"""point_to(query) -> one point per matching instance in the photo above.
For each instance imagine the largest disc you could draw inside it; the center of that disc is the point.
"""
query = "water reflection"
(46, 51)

# Aim of the task
Each line of the listing is to be reproduced verbatim.

# Task result
"""point_to(query) -> one point per matching instance in the photo above.
For each instance imagine the largest disc you could draw inside it; the center of that disc is the point.
"""
query = "water reflection"
(46, 51)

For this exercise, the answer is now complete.